------ Текст упражнения

В Кокчетаве отец начал ежемесячно писать и опускать в почтовый ящик почтового вагона письма Сталину. Мама считала это бесполезным и даже вредным. Она говорила: «Усатый – чистый бандит и убийца. Разве ты не понимаешь? Он создал уголовное государство, огромный лагерь с блатными надзирателями. Коба пришелся в цвет этой системе. Он – воплощенная посредственность, а талантлив только в злодействе. Он – великое ничтожество и гений посредственности. Когда-нибудь с этим разберутся...»
Благодаря работе мамы в санчасти МВД-МГБ меня выпустили на учебу в Казань. Отец очень просил, чтобы подала документы в мединститут, но я, глупая, упрямая девчонка, заявляла: «Ни за что! Только литература!..» Но уже на втором курсе университета поняла, что сделала глупость. Было поздно: из-за нашего положения изменить ничего не могла.
Мать молчала. Потом, уже после смерти отца, спросила, почему так себя вела. Мама ответила: «Слишком тяжелая ноша, если быть настоящим лекарем. Врач должен умирать вместе со своим больным. Не хотела тебе такой доли».
Смерть отца перенесли тяжело. Он умер в одночасье на пятьдесят втором году жизни. Хоронил его весь город: маму знали все. Помогли – кто чем мог. Решили тут же уехать из Кокчетава. Обе были уже свободны.
Калининград встретил сумрачными дождями. Мне пришлось побегать поискать работу, а мама уже вовсю трудилась рентгенологом в Московском районе города. Толпы больных. Старый рентгеновский аппарат, тяжелейшие просвинцованные перчатки, облучение. Потом переход в онкологический диспансер на «пушку». Всё это не прибавляло здоровья. Попала на операцию в Ленинград, в Военно-медицинскую академию. Пролежала полгода.

------------
------ Исходные данные

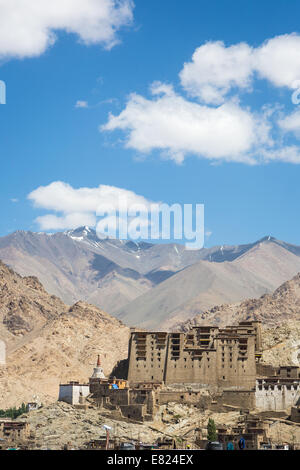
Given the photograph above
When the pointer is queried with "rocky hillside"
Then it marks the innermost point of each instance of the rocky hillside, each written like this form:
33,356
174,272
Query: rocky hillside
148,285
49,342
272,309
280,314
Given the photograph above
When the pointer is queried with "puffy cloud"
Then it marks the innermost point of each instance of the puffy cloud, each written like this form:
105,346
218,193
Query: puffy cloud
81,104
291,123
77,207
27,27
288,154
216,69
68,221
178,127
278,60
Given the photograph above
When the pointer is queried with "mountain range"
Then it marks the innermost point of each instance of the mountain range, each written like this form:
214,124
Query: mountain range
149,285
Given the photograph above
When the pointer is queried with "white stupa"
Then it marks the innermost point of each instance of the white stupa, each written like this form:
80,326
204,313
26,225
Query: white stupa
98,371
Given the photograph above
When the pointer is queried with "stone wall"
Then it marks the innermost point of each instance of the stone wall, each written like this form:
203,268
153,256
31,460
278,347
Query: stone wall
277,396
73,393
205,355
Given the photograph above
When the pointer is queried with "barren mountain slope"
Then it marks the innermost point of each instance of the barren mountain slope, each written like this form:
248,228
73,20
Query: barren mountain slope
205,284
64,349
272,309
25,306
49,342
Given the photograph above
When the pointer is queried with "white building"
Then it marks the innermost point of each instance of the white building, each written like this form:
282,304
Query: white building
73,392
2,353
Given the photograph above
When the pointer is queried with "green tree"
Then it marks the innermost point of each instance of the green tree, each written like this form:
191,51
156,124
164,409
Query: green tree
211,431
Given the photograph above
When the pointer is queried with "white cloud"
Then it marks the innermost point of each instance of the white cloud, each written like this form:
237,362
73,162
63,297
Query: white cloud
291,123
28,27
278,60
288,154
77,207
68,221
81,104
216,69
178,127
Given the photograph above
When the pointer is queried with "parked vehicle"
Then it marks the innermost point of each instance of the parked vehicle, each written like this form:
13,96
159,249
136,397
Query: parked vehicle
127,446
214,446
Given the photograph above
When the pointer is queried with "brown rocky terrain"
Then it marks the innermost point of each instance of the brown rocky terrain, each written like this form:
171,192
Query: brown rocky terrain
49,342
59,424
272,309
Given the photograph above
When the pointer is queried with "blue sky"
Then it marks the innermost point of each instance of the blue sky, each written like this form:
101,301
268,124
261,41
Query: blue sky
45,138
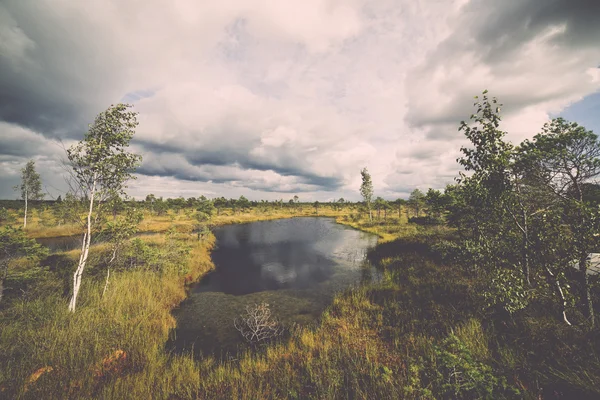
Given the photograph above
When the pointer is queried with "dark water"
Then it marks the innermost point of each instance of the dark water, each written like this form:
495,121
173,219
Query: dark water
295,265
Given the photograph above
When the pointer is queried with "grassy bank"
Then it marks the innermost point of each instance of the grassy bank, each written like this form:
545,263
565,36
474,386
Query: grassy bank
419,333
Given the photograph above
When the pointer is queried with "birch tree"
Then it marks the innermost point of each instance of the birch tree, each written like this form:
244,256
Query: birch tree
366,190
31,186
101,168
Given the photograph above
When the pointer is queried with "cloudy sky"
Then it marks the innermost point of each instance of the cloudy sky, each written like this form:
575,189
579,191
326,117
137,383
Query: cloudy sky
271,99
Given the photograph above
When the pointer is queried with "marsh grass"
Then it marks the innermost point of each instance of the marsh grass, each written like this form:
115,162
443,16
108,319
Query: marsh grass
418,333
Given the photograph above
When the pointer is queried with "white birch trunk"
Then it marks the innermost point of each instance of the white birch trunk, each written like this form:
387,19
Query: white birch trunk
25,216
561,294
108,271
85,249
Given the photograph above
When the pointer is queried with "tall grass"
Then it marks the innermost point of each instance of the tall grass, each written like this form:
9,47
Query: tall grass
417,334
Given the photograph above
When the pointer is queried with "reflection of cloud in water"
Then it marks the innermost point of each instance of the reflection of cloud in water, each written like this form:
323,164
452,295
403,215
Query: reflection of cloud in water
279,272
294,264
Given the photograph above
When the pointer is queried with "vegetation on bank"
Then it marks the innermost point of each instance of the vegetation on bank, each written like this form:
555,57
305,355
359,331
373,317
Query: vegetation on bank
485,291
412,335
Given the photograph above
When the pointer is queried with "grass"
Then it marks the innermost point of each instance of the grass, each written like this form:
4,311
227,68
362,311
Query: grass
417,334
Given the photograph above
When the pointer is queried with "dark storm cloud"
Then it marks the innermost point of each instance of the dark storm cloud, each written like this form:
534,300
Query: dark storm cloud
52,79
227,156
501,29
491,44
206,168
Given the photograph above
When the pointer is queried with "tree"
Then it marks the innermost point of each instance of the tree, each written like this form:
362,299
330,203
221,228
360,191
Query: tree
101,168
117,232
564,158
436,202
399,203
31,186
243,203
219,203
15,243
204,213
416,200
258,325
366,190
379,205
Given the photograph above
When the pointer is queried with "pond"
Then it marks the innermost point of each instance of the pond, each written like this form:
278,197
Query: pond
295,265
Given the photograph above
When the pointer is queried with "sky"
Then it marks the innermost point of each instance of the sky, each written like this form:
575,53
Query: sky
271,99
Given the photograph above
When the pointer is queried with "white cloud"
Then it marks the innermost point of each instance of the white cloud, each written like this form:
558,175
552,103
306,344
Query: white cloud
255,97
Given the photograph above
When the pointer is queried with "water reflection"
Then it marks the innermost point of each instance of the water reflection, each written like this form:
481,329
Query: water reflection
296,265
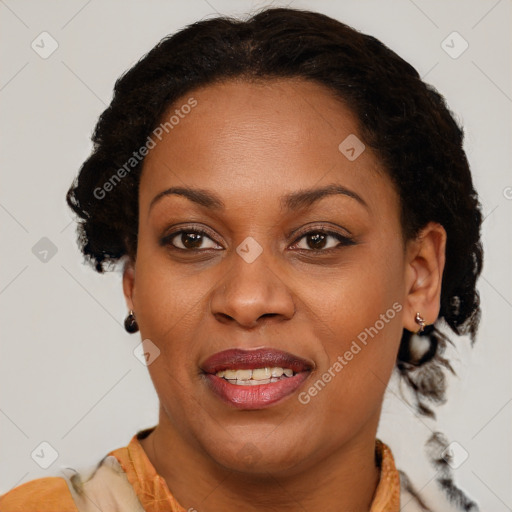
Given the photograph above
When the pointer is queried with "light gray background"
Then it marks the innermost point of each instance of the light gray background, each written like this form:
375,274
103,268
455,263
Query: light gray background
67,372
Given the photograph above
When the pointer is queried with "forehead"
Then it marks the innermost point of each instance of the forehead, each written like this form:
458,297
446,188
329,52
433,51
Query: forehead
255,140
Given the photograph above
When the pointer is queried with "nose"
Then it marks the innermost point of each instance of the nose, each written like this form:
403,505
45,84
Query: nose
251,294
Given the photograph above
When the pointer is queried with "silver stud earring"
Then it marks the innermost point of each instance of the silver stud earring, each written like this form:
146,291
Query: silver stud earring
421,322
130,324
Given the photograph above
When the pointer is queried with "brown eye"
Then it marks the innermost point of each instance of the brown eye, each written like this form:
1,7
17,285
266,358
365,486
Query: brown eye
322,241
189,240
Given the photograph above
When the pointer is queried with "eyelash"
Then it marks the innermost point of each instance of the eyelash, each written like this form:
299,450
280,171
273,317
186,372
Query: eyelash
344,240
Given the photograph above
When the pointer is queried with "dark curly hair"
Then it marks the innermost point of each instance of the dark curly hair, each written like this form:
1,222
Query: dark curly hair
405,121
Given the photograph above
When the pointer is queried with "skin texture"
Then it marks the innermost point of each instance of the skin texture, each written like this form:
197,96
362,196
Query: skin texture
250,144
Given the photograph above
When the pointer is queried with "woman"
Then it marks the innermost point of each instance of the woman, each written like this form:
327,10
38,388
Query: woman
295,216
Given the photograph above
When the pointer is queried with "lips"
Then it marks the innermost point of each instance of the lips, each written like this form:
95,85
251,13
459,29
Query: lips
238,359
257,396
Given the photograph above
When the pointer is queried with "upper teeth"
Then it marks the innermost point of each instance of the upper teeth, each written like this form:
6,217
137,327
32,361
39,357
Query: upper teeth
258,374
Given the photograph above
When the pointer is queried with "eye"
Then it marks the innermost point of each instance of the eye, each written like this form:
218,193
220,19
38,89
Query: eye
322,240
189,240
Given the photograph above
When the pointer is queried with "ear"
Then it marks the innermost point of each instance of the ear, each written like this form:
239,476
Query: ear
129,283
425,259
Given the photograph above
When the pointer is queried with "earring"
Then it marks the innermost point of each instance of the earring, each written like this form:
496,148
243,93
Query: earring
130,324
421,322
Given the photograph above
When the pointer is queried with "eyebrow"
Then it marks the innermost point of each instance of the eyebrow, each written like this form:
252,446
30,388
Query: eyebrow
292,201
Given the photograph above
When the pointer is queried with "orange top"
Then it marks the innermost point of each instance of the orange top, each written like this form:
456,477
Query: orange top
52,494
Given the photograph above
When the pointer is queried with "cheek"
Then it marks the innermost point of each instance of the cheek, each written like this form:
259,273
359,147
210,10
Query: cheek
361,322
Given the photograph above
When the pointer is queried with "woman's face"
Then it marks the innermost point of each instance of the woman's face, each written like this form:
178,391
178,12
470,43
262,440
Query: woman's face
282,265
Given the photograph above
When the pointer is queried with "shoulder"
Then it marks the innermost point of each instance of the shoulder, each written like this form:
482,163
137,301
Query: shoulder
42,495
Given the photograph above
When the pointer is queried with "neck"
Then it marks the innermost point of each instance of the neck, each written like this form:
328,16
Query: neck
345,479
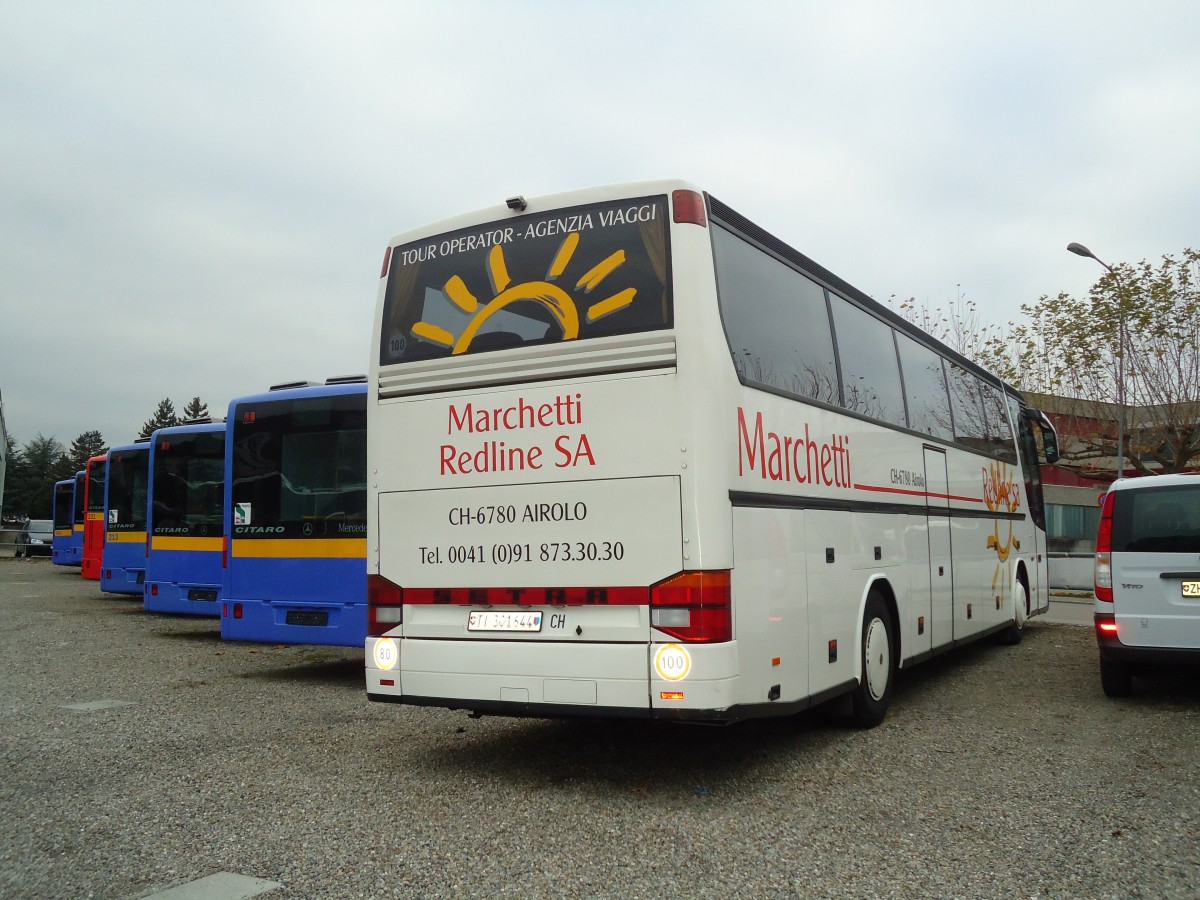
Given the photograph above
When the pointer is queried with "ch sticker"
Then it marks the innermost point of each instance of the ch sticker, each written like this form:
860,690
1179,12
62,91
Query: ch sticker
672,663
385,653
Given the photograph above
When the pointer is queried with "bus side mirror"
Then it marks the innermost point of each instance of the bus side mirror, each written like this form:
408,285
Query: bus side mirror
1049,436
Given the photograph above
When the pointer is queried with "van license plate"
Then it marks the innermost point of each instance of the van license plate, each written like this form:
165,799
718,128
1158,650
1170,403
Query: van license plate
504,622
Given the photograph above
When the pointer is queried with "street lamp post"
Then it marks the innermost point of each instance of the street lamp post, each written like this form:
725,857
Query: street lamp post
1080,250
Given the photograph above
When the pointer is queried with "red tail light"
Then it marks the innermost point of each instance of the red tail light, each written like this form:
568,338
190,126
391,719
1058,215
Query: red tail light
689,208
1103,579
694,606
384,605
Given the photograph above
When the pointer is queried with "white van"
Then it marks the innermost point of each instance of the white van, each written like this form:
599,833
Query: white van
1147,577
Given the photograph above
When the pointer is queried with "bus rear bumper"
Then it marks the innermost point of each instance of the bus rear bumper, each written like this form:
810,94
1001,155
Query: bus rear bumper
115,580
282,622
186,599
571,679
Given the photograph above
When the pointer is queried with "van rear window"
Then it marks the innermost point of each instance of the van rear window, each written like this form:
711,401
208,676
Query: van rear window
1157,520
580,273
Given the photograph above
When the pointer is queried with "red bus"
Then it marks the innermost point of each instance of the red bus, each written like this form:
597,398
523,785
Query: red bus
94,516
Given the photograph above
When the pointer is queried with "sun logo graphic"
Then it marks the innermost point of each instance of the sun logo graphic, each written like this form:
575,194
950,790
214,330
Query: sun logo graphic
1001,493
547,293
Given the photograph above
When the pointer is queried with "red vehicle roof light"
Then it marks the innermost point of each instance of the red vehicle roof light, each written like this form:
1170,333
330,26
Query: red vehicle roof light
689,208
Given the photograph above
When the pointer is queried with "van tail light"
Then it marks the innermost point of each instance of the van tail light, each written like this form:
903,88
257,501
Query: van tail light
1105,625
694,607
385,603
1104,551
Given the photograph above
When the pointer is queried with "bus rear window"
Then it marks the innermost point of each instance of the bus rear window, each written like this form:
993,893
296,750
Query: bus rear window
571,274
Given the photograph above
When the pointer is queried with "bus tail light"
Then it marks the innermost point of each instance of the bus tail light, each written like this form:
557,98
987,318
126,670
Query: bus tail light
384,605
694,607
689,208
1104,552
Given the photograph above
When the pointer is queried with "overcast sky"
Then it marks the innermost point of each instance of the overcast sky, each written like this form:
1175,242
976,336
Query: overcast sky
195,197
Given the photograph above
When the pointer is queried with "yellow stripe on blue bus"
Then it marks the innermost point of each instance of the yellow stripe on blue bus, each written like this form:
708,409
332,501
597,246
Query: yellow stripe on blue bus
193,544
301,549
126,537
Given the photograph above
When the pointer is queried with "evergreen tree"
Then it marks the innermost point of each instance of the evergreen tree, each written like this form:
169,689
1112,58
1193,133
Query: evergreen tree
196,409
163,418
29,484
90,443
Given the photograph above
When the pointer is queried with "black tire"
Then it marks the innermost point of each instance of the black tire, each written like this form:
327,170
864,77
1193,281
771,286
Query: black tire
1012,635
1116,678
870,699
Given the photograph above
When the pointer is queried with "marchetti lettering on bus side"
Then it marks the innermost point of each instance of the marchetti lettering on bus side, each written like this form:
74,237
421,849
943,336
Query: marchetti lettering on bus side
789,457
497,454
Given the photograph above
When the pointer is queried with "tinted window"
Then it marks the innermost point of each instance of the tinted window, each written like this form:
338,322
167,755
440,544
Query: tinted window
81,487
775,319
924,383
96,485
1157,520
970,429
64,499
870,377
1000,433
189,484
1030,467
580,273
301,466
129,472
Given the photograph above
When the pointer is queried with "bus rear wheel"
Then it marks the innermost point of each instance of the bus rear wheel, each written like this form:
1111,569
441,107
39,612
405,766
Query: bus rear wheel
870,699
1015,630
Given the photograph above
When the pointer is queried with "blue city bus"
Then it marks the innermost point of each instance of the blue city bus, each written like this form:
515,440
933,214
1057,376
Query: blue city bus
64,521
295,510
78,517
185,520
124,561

------------

Задания:
**a.** Укажите, в каком районе Калининграда мама работала рентгенологом согласно тексту упражнения.
**b.** Определите, соответствуют ли тексту упражнения следующие утверждения: (i) отец умер на пятьдесят втором году жизни; (ii) мама считала письма Сталину полезными; (iii) отец хотел, чтобы документы подали в мединститут.
**c.** Извлеките из текста упражнения всё, начиная со слов «Смерть отца перенесли» и вплоть до слов «академию. Пролежала полгода.».
Записи — отдельный материал, который не относится к тексту упражнения.

Ответы:
**a.** В Московском районе.

**b.**
(i) Да: «Он умер в одночасье на пятьдесят втором году жизни».
(ii) Нет: «Мама считала это бесполезным и даже вредным».
(iii) Да: «Отец очень просил, чтобы подала документы в мединститут».

**c.**
Смерть отца перенесли тяжело. Он умер в одночасье на пятьдесят втором году жизни. Хоронил его весь город: маму знали все. Помогли – кто чем мог. Решили тут же уехать из Кокчетава. Обе были уже свободны.
Калининград встретил сумрачными дождями. Мне пришлось побегать поискать работу, а мама уже вовсю трудилась рентгенологом в Московском районе города. Толпы больных. Старый рентгеновский аппарат, тяжелейшие просвинцованные перчатки, облучение. Потом переход в онкологический диспансер на «пушку». Всё это не прибавляло здоровья. Попала на операцию в Ленинград, в Военно-медицинскую академию. Пролежала полгода.